Text to read:
■ ■ ■ ■ ■ ■ ■

A screenplay by Michael Brandt and Derek Haas (Wanted, 3:10 to Yuma) appears to have turned up as the Leaked Script of the Month selection for December, getting its first coverage by readers at Latino Review. "The studio loves the draft but Eddie Murphy is not too keen on it," the site reports, but for the sake of argument we'll just imagine Murphy going along with it because, well, that's what he does. The film (working title: Beverly Hills Cop 2009) features Axel Foley returning to California after his ex-partner Billy Rosewood turns up dead in an apparent suicide. Except Axel knows better, and he will get to the hilarious bottom of it. Or something:

[Axel's] new partner is Goodwin, a fat rookie with low self-esteem who has a crush on a lady cop in the facial recognition department. When he's not solving the mystery of who tossed Billy out the window, Axel is playing matchmaker with these two. He's also teaching Goodwin how to be a better cop. It's like the Axel Foley Finishing School. [...]

It turns out that Billy was learning about a group of corrupt LAPD officers who were involved with gun running with a Beverly Hills rich kid who has ties to the military. The mystery isn't that big a deal, and Axel mostly gets from place to place by half-assedly conning people. He makes up a fake story about who he is and then doesn't follow through on it. It's like Brandt and Haas saw the first BHC and just didn't have the energy to write anything that matched up to it.

Let's not be that hard on them, though: Fulfilling this franchise legacy 15 years after the fact is an utterly thankless task, despite the deep well of romcom subplots made available by advances in facial-recognition technology. Rocket launchers and fistfights are thrown in as well, but those aren't aren't quite as funny; perhaps this calls for the old fourth-installment standard of vodka tie-ins and thorny-orb ball thwackings. People love ball thwackings.

■ ■ ■ ■ ■ ■ ■

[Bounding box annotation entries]

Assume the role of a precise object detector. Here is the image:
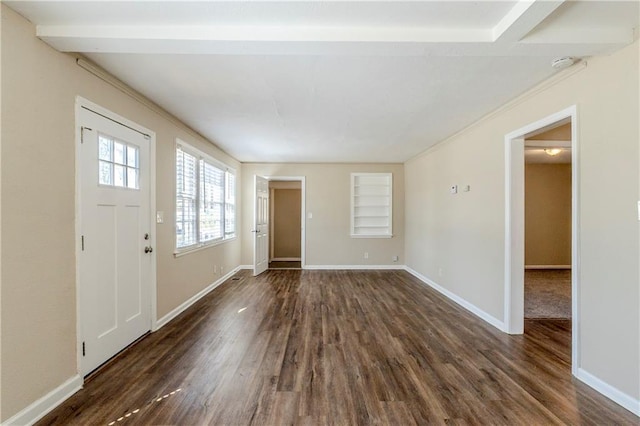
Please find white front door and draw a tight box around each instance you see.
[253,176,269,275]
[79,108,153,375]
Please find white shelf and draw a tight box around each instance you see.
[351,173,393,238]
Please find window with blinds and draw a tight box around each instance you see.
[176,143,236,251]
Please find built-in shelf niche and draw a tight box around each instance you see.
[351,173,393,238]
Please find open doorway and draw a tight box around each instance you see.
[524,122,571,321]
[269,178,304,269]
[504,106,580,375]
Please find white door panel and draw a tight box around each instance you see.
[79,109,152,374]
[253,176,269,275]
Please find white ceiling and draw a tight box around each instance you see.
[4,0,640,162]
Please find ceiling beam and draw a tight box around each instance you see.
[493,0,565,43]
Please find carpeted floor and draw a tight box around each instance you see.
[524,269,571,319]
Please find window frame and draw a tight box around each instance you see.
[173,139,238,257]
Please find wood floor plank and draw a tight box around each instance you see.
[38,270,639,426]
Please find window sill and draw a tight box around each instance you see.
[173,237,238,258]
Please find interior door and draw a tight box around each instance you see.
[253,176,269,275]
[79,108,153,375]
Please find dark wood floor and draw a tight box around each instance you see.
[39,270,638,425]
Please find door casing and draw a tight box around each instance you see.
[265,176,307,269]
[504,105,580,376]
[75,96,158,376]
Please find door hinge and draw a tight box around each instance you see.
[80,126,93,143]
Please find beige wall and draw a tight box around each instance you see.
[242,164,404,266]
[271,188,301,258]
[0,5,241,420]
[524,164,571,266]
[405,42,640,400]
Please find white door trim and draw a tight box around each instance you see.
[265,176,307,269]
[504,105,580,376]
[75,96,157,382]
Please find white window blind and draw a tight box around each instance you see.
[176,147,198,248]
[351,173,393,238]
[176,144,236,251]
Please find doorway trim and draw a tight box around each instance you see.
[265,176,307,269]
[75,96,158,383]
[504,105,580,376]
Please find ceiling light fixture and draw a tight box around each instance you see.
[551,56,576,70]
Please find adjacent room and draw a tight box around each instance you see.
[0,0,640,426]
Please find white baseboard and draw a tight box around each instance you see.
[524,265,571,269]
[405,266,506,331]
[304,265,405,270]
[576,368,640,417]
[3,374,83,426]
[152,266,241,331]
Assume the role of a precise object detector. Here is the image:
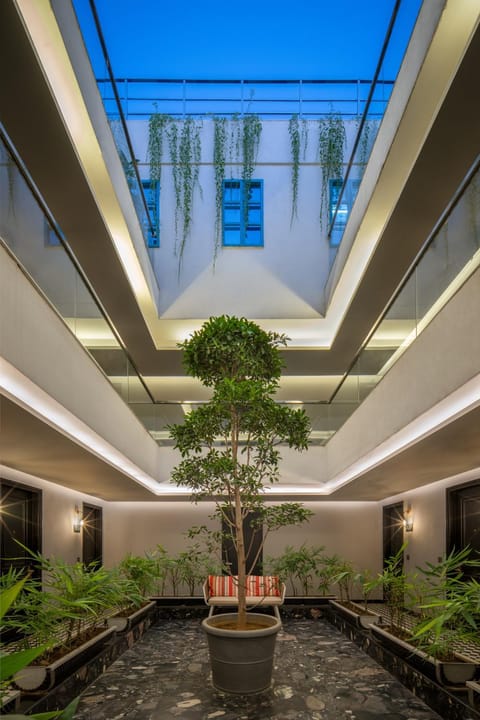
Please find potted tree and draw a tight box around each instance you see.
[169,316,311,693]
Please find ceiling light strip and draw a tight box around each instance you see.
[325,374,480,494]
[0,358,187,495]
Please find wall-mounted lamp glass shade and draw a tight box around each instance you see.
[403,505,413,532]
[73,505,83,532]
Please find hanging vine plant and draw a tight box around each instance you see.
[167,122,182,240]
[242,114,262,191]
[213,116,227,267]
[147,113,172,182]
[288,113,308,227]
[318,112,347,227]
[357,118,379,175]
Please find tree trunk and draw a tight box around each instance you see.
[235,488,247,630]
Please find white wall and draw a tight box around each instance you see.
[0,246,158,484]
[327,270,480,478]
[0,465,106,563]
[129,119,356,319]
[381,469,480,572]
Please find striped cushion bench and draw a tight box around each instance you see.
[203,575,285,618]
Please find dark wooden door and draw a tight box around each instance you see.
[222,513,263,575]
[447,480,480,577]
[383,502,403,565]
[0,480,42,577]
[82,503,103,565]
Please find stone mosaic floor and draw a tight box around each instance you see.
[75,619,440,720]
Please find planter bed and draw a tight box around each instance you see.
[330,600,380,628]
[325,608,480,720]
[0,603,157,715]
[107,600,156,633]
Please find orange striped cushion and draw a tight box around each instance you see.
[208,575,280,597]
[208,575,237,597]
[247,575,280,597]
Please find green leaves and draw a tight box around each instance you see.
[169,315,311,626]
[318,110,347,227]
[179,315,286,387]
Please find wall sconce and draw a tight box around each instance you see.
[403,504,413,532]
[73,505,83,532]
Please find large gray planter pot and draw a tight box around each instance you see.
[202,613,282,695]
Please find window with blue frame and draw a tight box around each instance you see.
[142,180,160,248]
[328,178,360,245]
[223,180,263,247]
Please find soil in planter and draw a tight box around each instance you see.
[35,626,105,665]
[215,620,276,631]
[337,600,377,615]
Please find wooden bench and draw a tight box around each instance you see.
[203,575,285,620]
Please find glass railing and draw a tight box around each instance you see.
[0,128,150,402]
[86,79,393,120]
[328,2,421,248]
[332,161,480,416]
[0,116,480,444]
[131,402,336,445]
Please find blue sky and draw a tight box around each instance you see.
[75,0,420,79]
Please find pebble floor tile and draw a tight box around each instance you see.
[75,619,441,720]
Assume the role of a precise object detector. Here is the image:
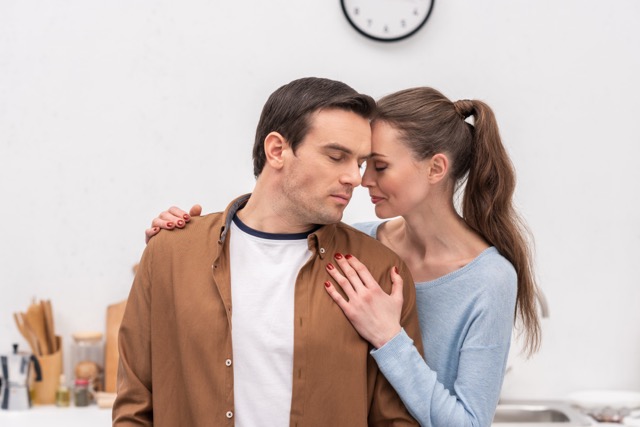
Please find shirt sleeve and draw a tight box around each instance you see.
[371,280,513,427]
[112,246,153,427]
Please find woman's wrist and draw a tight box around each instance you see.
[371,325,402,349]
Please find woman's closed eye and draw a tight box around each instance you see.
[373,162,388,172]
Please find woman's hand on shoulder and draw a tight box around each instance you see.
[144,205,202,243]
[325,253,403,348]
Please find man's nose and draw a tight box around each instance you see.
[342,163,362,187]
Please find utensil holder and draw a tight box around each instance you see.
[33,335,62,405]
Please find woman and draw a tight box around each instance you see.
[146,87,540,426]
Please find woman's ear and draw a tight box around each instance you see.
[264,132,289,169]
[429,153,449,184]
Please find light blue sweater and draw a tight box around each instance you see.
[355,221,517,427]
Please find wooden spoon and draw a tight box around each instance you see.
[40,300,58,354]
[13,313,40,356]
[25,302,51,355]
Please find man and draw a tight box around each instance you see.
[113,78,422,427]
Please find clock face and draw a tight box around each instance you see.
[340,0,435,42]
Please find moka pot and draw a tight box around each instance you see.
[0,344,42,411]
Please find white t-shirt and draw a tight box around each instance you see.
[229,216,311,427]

■ ■ ■ ■ ■ ■ ■

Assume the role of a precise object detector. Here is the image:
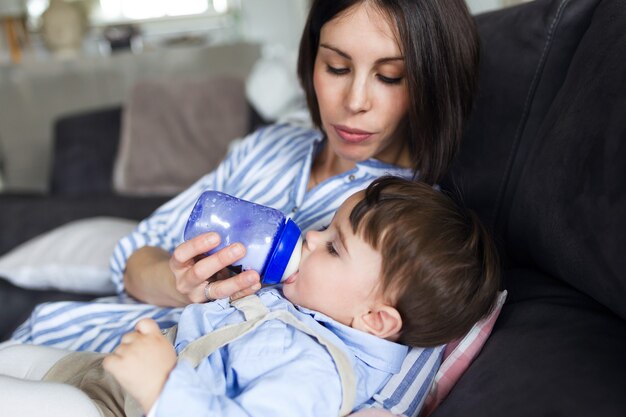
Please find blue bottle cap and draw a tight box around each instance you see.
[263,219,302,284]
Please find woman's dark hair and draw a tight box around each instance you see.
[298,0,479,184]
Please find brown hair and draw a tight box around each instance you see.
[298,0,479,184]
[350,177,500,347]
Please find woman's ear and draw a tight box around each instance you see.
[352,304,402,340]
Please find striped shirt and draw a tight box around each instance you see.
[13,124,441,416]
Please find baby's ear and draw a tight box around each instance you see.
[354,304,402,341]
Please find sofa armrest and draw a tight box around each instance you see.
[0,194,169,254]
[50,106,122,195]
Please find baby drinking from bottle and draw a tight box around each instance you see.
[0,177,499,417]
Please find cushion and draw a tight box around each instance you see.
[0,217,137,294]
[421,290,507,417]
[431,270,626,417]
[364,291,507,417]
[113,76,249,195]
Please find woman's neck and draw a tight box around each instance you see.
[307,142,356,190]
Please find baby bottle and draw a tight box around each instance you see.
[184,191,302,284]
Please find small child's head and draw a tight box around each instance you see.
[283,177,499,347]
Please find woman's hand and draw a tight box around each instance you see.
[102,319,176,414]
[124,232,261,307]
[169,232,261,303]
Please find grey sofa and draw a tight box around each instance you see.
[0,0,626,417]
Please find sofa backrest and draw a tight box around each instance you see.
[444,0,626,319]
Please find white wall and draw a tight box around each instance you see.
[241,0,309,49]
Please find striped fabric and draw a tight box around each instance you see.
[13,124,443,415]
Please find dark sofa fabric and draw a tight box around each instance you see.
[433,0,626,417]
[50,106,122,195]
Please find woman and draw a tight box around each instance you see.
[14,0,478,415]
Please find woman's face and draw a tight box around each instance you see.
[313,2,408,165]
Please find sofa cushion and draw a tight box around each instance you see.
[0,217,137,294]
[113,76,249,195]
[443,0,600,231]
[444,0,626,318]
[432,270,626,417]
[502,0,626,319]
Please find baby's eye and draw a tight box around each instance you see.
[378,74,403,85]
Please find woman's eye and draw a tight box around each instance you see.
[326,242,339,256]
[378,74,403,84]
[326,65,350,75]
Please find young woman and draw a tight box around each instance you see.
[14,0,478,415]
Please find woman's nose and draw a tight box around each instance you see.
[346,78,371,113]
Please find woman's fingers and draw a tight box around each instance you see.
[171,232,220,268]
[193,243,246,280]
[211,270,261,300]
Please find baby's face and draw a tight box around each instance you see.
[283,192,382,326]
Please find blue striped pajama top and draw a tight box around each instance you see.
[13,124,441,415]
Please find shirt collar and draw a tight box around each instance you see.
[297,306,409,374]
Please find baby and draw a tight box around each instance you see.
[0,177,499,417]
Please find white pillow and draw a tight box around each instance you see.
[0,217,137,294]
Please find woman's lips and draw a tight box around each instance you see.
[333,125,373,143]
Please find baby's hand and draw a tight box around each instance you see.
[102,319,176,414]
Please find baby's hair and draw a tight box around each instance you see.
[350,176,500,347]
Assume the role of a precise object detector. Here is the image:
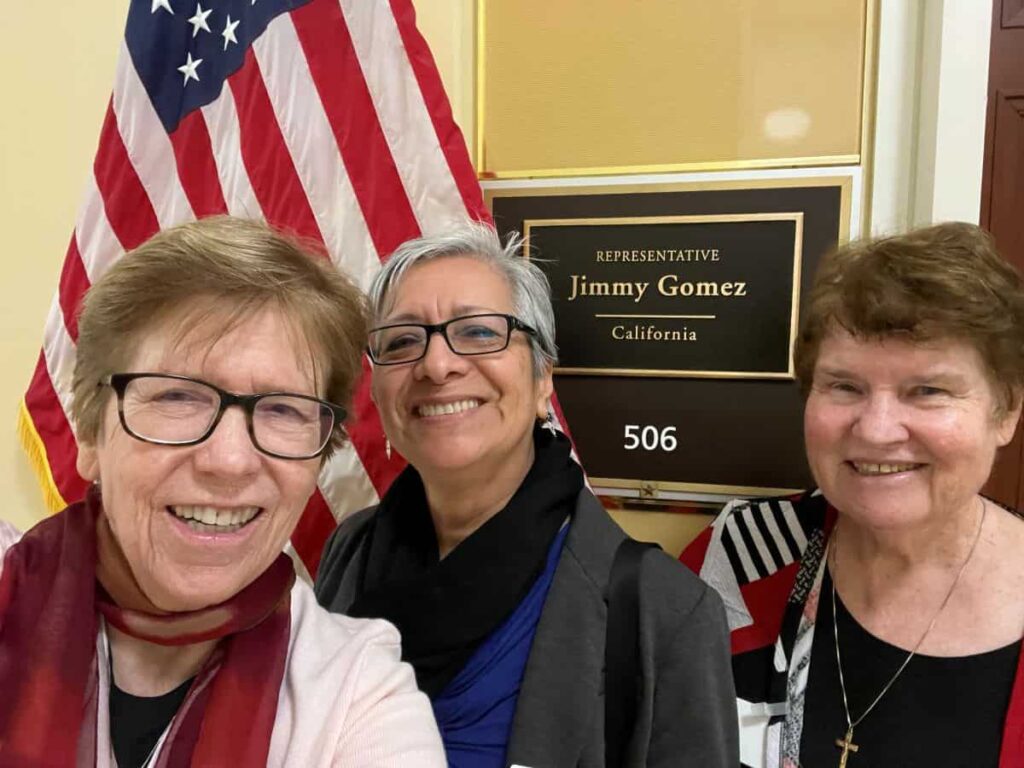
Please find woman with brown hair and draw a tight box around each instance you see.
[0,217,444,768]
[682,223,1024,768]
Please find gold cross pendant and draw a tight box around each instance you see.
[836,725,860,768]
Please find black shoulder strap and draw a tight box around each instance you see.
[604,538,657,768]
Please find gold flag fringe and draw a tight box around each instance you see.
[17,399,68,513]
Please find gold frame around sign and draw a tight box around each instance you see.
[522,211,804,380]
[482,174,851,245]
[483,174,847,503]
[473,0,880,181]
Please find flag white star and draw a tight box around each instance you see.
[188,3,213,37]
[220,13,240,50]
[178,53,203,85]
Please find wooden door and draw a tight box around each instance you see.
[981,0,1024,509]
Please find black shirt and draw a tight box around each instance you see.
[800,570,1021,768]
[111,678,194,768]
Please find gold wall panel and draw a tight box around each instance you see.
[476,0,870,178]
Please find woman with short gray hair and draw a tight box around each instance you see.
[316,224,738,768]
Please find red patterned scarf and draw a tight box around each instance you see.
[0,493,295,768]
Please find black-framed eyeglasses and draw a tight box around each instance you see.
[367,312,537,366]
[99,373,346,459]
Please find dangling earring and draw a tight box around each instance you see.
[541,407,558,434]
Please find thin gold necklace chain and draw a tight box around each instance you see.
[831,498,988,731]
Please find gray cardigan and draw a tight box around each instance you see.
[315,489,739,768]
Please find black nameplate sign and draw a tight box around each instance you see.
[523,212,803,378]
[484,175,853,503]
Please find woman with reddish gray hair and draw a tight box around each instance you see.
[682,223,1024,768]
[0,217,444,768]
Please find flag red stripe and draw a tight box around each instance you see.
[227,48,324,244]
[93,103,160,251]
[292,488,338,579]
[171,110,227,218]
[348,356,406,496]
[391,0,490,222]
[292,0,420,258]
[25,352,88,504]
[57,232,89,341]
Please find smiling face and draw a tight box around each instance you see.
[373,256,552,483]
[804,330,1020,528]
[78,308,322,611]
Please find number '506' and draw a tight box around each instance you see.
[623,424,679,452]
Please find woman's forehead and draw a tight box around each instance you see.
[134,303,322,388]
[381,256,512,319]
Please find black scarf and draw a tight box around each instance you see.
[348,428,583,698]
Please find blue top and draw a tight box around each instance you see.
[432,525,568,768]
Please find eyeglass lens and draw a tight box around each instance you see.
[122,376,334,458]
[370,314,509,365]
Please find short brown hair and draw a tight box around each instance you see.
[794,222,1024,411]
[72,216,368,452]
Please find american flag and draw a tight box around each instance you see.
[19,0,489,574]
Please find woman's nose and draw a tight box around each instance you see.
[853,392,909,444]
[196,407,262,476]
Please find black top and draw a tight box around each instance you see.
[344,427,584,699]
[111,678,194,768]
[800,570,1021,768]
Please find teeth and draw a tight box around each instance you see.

■ ■ ■ ■ ■ ■ ■

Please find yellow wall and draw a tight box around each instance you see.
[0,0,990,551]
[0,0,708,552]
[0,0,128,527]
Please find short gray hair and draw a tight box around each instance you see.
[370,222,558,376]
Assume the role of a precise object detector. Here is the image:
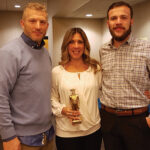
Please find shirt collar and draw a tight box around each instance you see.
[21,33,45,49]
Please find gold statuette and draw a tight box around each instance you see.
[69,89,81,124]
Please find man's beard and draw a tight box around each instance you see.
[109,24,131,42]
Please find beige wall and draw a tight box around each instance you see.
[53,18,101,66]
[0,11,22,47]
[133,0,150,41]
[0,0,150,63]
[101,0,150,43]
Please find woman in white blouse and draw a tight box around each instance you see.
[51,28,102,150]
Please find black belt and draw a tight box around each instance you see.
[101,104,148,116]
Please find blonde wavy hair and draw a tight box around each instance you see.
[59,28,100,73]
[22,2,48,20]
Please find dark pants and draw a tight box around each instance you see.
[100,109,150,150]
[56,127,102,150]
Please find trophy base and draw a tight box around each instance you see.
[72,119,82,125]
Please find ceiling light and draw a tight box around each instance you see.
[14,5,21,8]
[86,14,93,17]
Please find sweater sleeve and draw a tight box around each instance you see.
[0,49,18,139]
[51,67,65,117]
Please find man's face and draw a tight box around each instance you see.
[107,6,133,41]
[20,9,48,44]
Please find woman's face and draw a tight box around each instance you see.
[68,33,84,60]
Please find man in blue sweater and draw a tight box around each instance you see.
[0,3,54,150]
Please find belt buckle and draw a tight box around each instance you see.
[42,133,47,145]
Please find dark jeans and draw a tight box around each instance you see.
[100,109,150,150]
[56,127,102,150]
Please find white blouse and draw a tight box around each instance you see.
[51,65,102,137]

■ ■ ■ ■ ■ ■ ■

Written problem 1:
What working title does the article on the Beverly Hills Cop script give for the film?
Written problem 2:
Please reproduce the passage of the article on the Beverly Hills Cop script between "[Axel's] new partner" and "matched up to it.", inclusive.

Solution 1:
Beverly Hills Cop 2009

Solution 2:
[Axel's] new partner is Goodwin, a fat rookie with low self-esteem who has a crush on a lady cop in the facial recognition department. When he's not solving the mystery of who tossed Billy out the window, Axel is playing matchmaker with these two. He's also teaching Goodwin how to be a better cop. It's like the Axel Foley Finishing School. [...]

It turns out that Billy was learning about a group of corrupt LAPD officers who were involved with gun running with a Beverly Hills rich kid who has ties to the military. The mystery isn't that big a deal, and Axel mostly gets from place to place by half-assedly conning people. He makes up a fake story about who he is and then doesn't follow through on it. It's like Brandt and Haas saw the first BHC and just didn't have the energy to write anything that matched up to it.